Nesse sentido, diversos trabalhos têm sido elaborados com o intuito de
evidenciar esta influência e explicar ou justificar a evolução do relevo.
As formas de relevo e os solos estão intimamente relacionados, de modo que
interagem na paisagem a partir de uma série de associações espaciais e temporais
(Kilian & Rosseli, 1978 apud Furquim, 2002). Para Tricart (1968), a
geomorfologia de uma área interfere diretamente na pedologia local, sendo um
elemento que compõe a morfogênese. Porém, o autor destaca que a geomorfologia
revela apenas uma parte dos dados relativos à análise pedológica, ou seja, ela
não atua de maneira exclusiva na definição de determinado tipo de solo: “Pode-se
falar de um verdadeiro balanço da morfogênese-pedogênese, cujo resultado muda de
sentido conforme o lugar e as circunstâncias” (TRICART, 1968, p. 9).
Nesse sentido, a relação estabelecida entre o solo e a paisagem pode ser
entendida a partir da análise dos atributos do solo e de seu posicionamento no
relevo (Bui et al., 1999). Outros aspectos, como o clima, a geologia e aspectos
hidrológicos, também são fundamentais para o entendimento dessas relações. Os
aspectos topográficos interferem de maneira significativa nas características
pedológicas, já que condicionam os fluxos da água e orientam a erosão e a
deposição de materiais (Barthold et al., 2008).

++++++++++++++++++++

Instrução escrita: No texto sobre relevo e solos, por que os aspectos topográficos interferem nas características pedológicas? Responda em uma frase, por favor. Os registros não têm nenhum papel aqui.

Registros de apontamento e rotulagem:
++++++++++++++++++++

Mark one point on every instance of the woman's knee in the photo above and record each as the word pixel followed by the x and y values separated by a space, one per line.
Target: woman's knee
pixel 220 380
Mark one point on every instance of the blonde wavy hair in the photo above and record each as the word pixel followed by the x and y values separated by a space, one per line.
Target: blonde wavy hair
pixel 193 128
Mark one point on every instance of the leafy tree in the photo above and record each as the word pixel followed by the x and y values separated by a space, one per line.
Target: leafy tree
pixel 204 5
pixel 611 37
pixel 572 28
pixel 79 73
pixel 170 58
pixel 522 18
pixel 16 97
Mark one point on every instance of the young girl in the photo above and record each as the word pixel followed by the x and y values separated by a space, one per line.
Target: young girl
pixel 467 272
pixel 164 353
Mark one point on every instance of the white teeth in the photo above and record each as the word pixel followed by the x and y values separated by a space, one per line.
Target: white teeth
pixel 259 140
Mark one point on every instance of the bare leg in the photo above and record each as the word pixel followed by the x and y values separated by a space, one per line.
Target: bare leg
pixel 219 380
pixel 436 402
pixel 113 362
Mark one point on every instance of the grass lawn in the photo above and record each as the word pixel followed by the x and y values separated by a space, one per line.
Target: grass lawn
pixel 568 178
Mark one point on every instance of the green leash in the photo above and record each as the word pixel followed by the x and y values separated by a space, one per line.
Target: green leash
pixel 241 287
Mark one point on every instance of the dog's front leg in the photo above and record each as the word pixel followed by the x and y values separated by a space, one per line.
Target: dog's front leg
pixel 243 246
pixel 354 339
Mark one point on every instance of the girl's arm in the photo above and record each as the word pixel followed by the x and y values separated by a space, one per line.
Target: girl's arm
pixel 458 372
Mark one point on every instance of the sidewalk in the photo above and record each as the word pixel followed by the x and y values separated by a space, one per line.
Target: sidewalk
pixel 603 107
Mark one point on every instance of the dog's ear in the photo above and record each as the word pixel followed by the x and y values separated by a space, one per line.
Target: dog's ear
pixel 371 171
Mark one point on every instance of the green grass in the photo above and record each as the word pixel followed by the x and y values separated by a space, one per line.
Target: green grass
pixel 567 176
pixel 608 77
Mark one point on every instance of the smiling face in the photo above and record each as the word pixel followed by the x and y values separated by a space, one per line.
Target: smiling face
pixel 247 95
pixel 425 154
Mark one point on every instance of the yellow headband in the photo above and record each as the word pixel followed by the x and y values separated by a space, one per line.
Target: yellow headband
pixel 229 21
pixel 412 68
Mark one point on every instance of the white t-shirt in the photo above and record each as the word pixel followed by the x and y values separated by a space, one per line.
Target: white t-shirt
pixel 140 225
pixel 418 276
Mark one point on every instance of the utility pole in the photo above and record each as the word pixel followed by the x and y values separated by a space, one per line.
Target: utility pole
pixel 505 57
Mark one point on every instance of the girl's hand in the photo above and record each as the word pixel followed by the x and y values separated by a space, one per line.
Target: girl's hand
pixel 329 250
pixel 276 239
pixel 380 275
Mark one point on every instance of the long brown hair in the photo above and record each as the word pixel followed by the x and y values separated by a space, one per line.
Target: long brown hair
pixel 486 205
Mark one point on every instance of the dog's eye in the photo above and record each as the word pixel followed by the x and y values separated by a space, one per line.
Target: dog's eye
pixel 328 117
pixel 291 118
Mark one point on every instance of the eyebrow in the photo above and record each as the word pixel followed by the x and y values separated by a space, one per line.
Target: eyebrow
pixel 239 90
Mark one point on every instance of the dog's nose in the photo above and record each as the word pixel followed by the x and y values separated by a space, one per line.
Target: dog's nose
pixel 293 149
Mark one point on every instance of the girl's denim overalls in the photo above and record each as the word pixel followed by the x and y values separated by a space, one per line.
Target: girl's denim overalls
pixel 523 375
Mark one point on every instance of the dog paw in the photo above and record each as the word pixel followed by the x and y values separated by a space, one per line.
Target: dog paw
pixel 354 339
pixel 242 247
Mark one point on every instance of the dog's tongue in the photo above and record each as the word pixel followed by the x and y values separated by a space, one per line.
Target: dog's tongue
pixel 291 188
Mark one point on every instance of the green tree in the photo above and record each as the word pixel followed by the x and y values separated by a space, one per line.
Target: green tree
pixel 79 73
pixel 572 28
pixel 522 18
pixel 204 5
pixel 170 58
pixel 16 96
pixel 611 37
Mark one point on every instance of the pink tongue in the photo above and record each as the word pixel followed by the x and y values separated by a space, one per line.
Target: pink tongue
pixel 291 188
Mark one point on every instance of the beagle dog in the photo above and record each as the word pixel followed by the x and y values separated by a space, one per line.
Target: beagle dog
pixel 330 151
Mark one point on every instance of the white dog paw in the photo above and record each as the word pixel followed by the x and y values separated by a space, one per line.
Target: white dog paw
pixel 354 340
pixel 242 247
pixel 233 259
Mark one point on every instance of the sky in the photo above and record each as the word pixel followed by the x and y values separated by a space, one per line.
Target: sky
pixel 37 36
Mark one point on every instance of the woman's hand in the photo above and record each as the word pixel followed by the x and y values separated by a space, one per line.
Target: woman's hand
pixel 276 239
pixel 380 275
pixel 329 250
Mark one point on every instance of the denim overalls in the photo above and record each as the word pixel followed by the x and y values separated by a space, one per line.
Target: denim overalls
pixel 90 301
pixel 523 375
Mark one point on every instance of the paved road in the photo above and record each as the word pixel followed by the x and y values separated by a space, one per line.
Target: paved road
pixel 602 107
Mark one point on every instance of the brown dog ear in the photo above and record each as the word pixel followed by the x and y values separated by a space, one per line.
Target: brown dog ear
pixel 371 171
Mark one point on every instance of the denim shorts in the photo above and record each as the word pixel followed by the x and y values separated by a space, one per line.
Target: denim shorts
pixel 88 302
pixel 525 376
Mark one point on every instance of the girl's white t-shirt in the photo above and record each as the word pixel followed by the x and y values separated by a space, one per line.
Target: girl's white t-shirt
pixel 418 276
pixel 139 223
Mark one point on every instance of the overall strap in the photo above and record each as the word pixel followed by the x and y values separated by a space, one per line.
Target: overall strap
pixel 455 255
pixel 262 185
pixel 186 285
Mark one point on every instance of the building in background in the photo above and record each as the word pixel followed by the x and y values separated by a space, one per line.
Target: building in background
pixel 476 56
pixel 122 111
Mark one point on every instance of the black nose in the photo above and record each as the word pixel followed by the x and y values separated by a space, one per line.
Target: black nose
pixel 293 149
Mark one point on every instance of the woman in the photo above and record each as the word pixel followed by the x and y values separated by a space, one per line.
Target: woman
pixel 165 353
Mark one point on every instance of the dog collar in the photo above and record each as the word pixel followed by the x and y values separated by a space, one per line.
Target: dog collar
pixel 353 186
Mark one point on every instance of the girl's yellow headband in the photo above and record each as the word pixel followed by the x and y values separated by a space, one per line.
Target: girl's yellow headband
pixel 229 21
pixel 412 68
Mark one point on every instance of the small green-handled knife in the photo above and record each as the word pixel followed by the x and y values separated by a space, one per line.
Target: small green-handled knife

++++++++++++++++++++

Solução da tarefa: Porque condicionam os fluxos da água e orientam a erosão e a deposição de materiais.